Task objective :: Leaving out any pictures, transcribe every record exactly.

Task data ::
::::::::

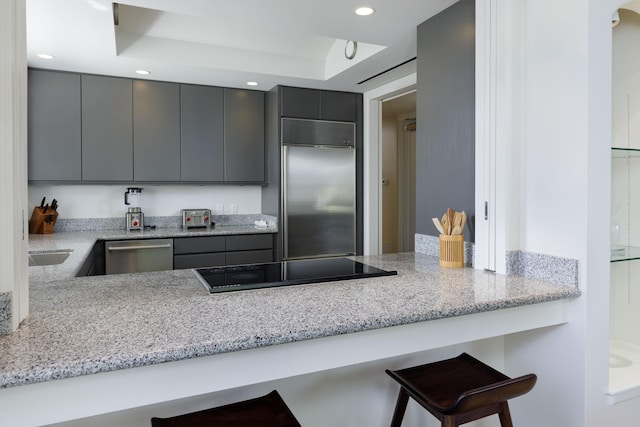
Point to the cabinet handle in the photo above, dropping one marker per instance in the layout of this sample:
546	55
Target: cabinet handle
130	248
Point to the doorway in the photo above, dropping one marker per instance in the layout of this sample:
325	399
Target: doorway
398	172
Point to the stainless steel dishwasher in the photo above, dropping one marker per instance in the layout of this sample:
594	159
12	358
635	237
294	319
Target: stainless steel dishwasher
136	256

::::::::

Exercise answer ::
Point to the cabinet handle in the photo above, dropping one marker per instance in the layout of this sample:
546	55
Target: cabinet handle
130	248
Point to the doorway in the photo above, dropping one marker per instance in the layout of this sample:
325	399
Target: doorway
398	172
Point to the stainless steel dishwasher in the photo above, dropping one marker per instance in the layout of this sample:
594	159
12	358
635	237
294	319
Target: stainless steel dishwasher
136	256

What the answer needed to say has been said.